• **抽出テキスト**

+===+

今回は神世七代の四代目の神々、冒頭から数えて十番目の角杙神(ツノグヒの神)と十一番目の神となると活杙神(イクグヒの神)についてです。

※連載記事ですが、単独でも支障なくお読み頂けます。初回はこちら
※神世七代の一代目(国之常立神)から読まれる方は、こちら「通読⑲」からどうぞ。
※神世七代のひとつ前、三代目(宇比地迩神と須比智迩神)はこちら「通読㉕」からどうぞ。

■食料採取空間の誕生

皇子 神世七代の第四代は、角杙神(ツノグヒの神)と活杙神(イクグヒの神)で、ともに杙神(クヒの神)なんだよね。

阿礼 はい。角杙神(ツノグヒの神)は、角(コーナー)に立てて領域を表す杙(くい=杭)の神でいらっしゃいます。活杙神(イクグヒの神)は、動きによって働く杙の神でいらっしゃいます。
 第三代で、耕作地や神殿や宮殿の建築用地や焼き物のための特別な土ができましたから、その場所を他の土地と区分する必要があります。また、耕作や建築や焼き物の制作には道具が必要になります。区分される特別な場所と、そこで働く道具の組合せが神世七代の第四代なのです。


           ※      ※      ※

現在では、縄文晩期には水田があったことが、佐賀県菜畑遺跡などの発掘からわかっています。それらの遺跡では、居住地と水田との境界に杭列が発見されています。

耕作地としての特別な土が用意され、それを受けて、その土地が特別な土地として区分されることを角杙神(つのぐひの神)が表象していると考えるのは自然であると思われます。

続く活杙神(いくぐひの神)ですが、角杙(つのぐひ)が区域の榜示機能としての杙の表象であるのに対して、杙の指標以外の機能の表象であるものと考えられます。

それは、耕作の道具としての機能であると同時に、漁/猟の道具としての機能をも表象しているのではないでしょうか。

 例えば、『万葉集』に、

もののふの八十(やそ)氏(うぢ)河(がは)の網代木(あじろぎ)に いさよふ波の行方知らずも
〔万葉集巻三 二六四〕
#[歌意]戦場で戦った多くの武士たちやその氏族は、宇治川の網代が掛けられた杭に寄せ漂う波のように行く末がわからない

と詠まれているように、上代には杙に網代をかけ、魚を捕る網代漁が盛んに行われていました。

+===+

• **記録の抜粋**
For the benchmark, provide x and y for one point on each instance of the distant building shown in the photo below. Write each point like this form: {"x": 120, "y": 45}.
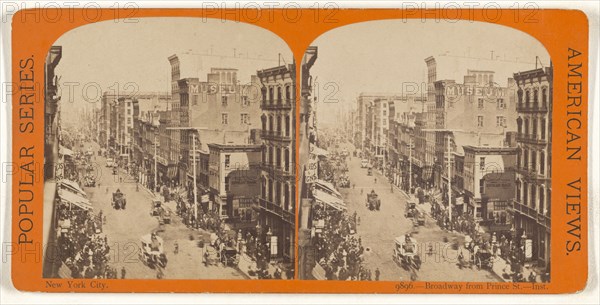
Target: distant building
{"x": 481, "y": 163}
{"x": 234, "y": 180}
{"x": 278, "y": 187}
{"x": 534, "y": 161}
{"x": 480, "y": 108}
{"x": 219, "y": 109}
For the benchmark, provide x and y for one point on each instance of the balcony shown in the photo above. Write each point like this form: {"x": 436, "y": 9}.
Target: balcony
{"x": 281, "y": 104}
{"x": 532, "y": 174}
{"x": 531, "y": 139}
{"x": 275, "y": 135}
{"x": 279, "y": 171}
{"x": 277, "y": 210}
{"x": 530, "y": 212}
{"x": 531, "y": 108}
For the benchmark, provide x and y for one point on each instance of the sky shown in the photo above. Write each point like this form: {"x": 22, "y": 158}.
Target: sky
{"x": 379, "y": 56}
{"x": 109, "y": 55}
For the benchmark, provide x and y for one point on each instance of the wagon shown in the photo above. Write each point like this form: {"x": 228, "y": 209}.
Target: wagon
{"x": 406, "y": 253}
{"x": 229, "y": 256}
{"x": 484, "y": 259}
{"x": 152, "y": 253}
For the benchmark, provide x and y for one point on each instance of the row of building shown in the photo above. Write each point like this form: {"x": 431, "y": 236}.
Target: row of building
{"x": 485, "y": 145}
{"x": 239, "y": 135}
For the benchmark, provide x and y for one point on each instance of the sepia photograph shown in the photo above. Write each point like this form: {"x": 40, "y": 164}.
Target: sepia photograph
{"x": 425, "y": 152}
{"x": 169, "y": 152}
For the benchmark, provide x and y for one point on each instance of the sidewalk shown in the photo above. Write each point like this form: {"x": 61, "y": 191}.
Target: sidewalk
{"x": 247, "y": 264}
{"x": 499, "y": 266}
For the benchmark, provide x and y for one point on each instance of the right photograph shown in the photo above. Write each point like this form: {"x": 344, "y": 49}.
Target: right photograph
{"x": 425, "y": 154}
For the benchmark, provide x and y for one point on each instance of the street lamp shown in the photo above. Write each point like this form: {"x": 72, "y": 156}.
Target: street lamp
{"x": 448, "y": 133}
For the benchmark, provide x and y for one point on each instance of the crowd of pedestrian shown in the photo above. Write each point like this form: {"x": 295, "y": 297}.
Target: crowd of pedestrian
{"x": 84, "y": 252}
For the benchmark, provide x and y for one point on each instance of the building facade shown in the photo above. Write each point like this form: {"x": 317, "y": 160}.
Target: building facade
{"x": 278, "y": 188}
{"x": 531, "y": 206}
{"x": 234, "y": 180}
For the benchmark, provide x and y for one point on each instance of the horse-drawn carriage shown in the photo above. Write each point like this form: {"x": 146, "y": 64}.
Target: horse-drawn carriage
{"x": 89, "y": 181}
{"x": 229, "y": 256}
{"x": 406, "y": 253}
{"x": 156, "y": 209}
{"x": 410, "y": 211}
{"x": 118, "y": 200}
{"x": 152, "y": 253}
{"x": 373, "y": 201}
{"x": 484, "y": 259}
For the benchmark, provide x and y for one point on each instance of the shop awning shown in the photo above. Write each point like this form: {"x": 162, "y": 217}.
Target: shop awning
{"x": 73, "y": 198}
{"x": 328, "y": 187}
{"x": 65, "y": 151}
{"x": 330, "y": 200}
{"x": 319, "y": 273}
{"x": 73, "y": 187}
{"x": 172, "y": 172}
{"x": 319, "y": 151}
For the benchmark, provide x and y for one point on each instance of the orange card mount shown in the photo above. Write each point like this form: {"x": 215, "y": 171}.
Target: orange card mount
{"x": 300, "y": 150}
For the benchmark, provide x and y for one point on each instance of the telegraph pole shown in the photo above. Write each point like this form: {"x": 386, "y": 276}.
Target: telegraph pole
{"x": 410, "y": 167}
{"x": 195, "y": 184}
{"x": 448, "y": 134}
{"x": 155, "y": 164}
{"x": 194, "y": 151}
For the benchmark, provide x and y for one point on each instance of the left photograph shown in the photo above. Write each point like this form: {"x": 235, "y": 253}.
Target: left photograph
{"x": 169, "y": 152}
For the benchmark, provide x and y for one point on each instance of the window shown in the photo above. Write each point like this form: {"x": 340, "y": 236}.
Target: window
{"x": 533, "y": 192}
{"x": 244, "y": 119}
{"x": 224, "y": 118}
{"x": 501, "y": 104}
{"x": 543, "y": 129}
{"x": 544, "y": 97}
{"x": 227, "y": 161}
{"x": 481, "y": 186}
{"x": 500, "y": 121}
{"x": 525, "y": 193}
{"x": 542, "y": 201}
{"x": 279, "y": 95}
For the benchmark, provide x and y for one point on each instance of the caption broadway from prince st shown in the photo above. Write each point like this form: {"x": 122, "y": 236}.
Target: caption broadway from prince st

+===+

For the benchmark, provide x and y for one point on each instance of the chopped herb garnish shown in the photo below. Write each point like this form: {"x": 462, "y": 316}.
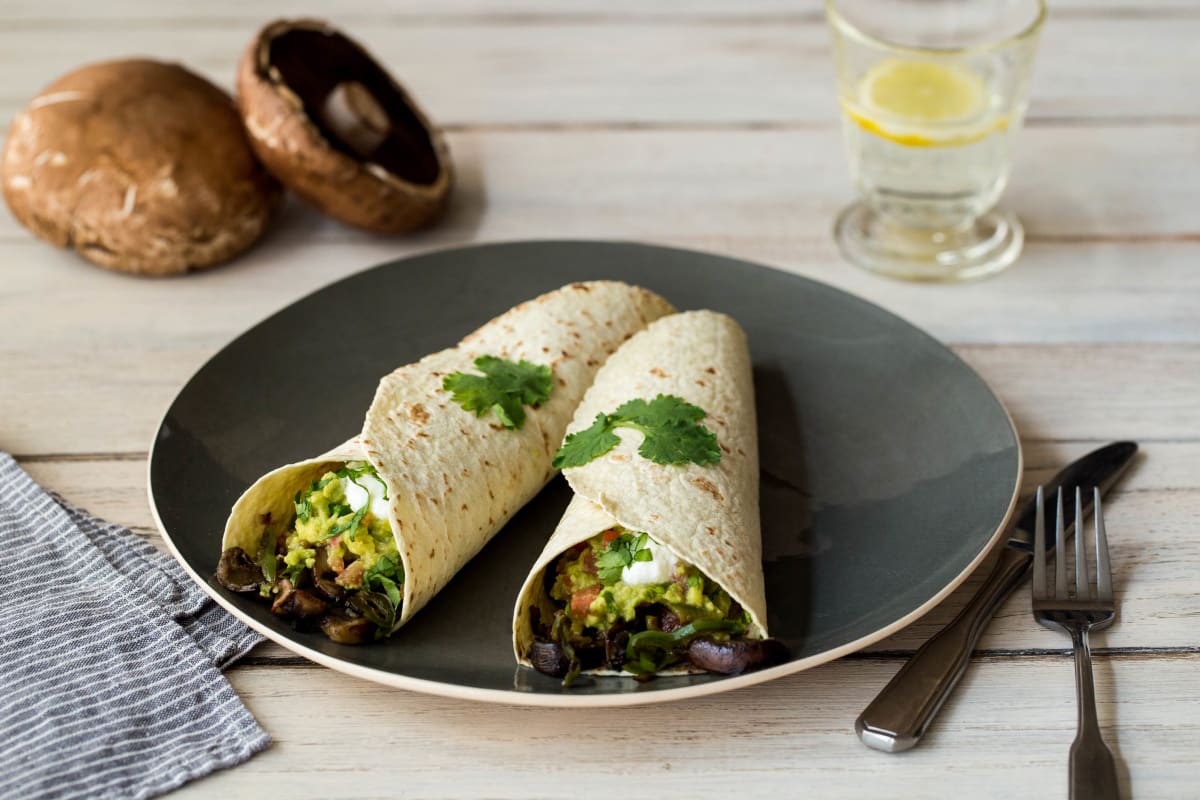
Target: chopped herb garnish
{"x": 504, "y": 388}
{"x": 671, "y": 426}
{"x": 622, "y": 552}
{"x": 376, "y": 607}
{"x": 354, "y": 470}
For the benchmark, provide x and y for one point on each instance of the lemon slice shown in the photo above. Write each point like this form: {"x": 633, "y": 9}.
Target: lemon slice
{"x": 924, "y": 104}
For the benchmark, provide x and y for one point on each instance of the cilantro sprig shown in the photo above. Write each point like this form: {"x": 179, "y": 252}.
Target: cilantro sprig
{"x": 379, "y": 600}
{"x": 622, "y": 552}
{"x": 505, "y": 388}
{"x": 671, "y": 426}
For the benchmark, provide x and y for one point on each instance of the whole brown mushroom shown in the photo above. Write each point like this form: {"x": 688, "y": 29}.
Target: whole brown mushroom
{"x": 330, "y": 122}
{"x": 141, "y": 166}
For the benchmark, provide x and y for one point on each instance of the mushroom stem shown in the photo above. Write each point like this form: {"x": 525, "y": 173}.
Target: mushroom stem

+===+

• **課題**
角杙神と活杙神を扱った文章を、最後の文のあとから続けて書く。

• **課題の解答**
また、杙という漢字は、形声文字(杙も弋も音読みは「ヨク」です)であるとともに会意文字(異なる意味を持つ漢字を合わせてできた別の意味を持つ漢字のこと)でもあり、木と弋から成ります。
弋には「いぐるみ」(=矢に糸や網を付けて鳥獣を射る狩猟道具で弋は弓のかたちを象形している)の意味があります。
杙というのは、木でできた弋のことです。活杙神(イクグヒの神)は漁労だけでなく狩猟の道具をも表象している可能性が高いと思います。

『新漢和大字典 普及版 (一般向辞典)』(藤堂明保)や『新訂 字訓』(白川静)等による。

製塩もしくは塩田の塩の輸送網の発達していない初期農耕社会では、農耕の発達が狩猟を促す側面があります。

考古学者の甲元真之氏は、「穀物性タンパク質はナトリウムがないと体内では分解しないために、穀物の消費が高まるにつれてどうしても塩分の摂取が必要になってくる。したがって製塩が未発達の段階では、塩にかわるものとして動物の「血」が必要となり、初期農耕民も狩猟によって動物の捕獲をしなければならないことになる」(『日本の初期農耕文化と社会』甲元 真之、2004年、同成社)と、農耕の発達は狩猟を不可欠とするために両者はセットだと指摘しています。

土を整えて区画を作り田畑としたあとに必要なのは、種を撒くことであり、種を撒けば鳥類が、実りの時期になれば鳥獣類が畑を襲います。その鳥獣を狩るには狩猟道具が必要になります。

また、ナトリウムは魚介類からも得られます。

このように、漁労/狩猟の道具は、耕作と不可分な存在です。区画された耕作地の成立を表象する角杙神(ツノグヒの神)は、食料採取空間の誕生を表象していると考えられます。

そして、食料採取空間を食料採取空間たらしめるためには、そこで食糧を獲ることを可能にする道具が必要です。活杙神(イクグヒの神)は、漁労/狩猟道具を表象するものと考えられます。

つまり、神世七代の第四代の意義は、耕作漁労狩猟という行為までをも含む食料採取空間の誕生であると考えられます。

そして、第四代の表象する意義の第n義として、神殿等の特別な建設用地の区分とその道具、焼き物のための場所の区分とそのための道具などがあったと思われます。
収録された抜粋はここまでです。